* _EXTRAIT DU DOCUMENT_:
Lait, gluten : les amis de l’industrie ne prennent pas de vacances

Par Thierry Souccar - Journaliste et auteur scientifique, directeur de laNutrition.fr Publié le 17/07/2015 Mis à jour le 10/03/2017
De "grands experts", souvent liés à l'industrie, tentent de faire passer le sans gluten et le sans lait pour une mode. Même en plein été.

On pensait naïvement que les grands experts qui nous servent à longueur d’année dans la presse et sur les plateaux télés le même discours que l’industrie agro-alimentaire, se feraient un peu oublier pendant les vacances, qu’ils iraient bronzer du côté de Porto-Vecchio ou du Cap Ferret avec le sentiment du devoir accompli. Mais non. Ils sont là ! 

Tenez, j'en ai dégoté deux dans Le Figaro du 15 juillet 2015 sous le titre « Pourquoi les régimes sans [lait, gluten] sont à la mode ».

Dès le titre nous est suggérée cette idée bien martelée par l’industrie agro-alimentaire qu’un régime d’éviction relève d’une passade collective aussi frivole que la mode du shorty ou celle du bracelet Rainbow Loom.

* _CONSIGNE A_: D'après l'extrait sur les régimes sans lait et sans gluten, où l'auteur imaginait-il que les grands experts iraient bronzer pendant les vacances ?
* _CONSIGNE B_: Rédigez la suite de l'extrait sur les régimes sans lait et sans gluten, à partir de sa dernière phrase.

* _ENSEMBLE DE LIGNES_:
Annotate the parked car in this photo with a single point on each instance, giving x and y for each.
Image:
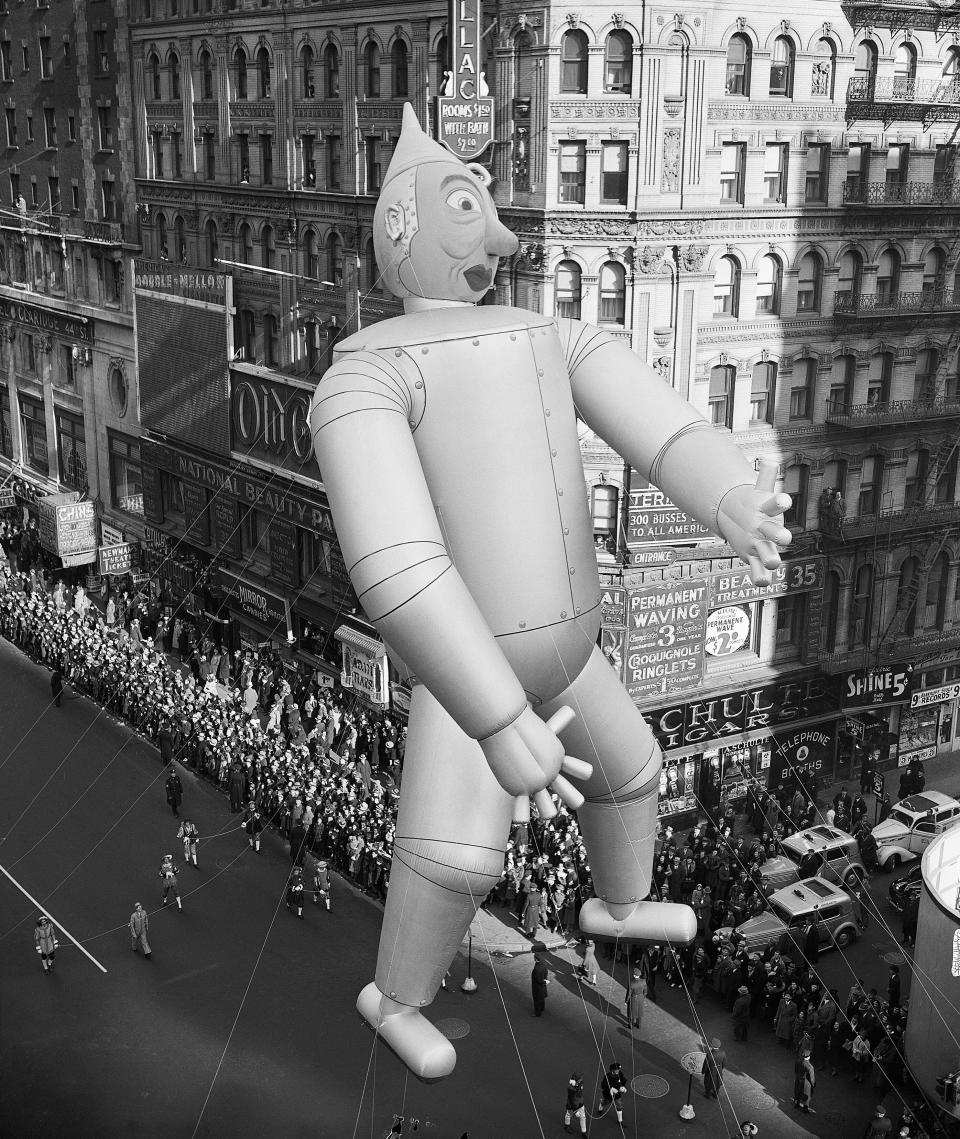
(912, 825)
(792, 908)
(826, 851)
(907, 885)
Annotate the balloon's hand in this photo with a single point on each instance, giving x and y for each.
(527, 758)
(752, 522)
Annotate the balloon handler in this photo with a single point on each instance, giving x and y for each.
(448, 444)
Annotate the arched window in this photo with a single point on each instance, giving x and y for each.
(781, 67)
(722, 384)
(335, 259)
(769, 285)
(613, 293)
(153, 65)
(904, 72)
(573, 63)
(864, 70)
(918, 470)
(245, 244)
(306, 71)
(727, 288)
(399, 59)
(810, 283)
(212, 244)
(263, 73)
(825, 67)
(240, 63)
(331, 71)
(371, 60)
(618, 63)
(567, 291)
(206, 74)
(739, 56)
(268, 247)
(887, 278)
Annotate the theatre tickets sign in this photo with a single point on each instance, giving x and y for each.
(465, 108)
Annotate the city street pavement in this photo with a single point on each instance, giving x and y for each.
(244, 1022)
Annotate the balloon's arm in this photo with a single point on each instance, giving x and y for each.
(362, 421)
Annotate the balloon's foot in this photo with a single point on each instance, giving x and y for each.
(418, 1043)
(664, 923)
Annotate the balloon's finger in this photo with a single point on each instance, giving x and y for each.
(580, 769)
(567, 793)
(560, 719)
(766, 475)
(546, 806)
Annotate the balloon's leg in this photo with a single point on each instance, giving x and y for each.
(618, 819)
(451, 833)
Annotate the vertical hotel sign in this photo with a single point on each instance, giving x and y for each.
(465, 111)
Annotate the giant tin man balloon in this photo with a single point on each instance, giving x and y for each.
(448, 445)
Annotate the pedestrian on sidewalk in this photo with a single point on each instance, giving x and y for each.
(139, 925)
(539, 980)
(613, 1088)
(44, 940)
(190, 836)
(167, 877)
(575, 1108)
(174, 791)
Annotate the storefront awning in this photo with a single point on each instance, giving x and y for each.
(360, 640)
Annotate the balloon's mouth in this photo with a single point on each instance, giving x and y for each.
(477, 277)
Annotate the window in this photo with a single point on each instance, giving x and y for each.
(72, 450)
(763, 392)
(46, 58)
(567, 291)
(613, 173)
(732, 163)
(573, 63)
(871, 478)
(105, 124)
(331, 70)
(573, 173)
(267, 158)
(769, 285)
(371, 62)
(263, 73)
(618, 64)
(738, 65)
(781, 67)
(400, 67)
(795, 484)
(727, 288)
(810, 278)
(825, 66)
(818, 171)
(33, 433)
(206, 75)
(802, 388)
(613, 294)
(722, 380)
(774, 172)
(333, 163)
(240, 63)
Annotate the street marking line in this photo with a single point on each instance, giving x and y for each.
(50, 916)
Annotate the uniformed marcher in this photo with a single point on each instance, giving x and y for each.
(44, 939)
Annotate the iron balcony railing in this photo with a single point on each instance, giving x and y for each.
(943, 191)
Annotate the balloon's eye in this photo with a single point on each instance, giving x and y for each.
(462, 201)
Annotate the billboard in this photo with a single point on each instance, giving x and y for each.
(182, 336)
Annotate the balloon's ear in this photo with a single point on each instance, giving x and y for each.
(394, 222)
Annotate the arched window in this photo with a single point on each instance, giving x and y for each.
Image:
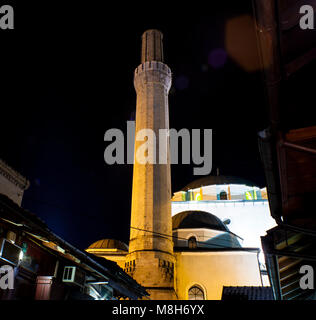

* _RÉPONSE RÉDIGÉE A_: Du côté de Porto-Vecchio ou du Cap Ferret.

* _RÉPONSE RÉDIGÉE B_:
Pour comprendre cet étrange phénomène, la journaliste a donc convoqué le sociologue Claude Fischler, qui justement a une explication d’une clarté aveuglante (verres solaires conseillés).  Si une partie de la population se détourne du gluten ou du lait ce n’est pas parce qu’elle se trouve mieux en éliminant ou en réduisant ces aliments. Non (à partir de là, suivez bien !), « c’est parce que nos sociétés développées vivent un processus d'individualisation croissant vis-à-vis des règles portées par la famille, la profession, la religion » et parce que « les aliments sont transformés hors de notre vue ». Conclusion : « dans cet environnement, il s'agit de se réapproprier son alimentation en y mettant de l'ordre. Et cela commence par enlever des aliments. » Comprenne qui pourra à ce sabir certainement très profond, et qui, précisons-le, émane d’un très proche du Centre National Interprofessionnel de l'Economie Laitière.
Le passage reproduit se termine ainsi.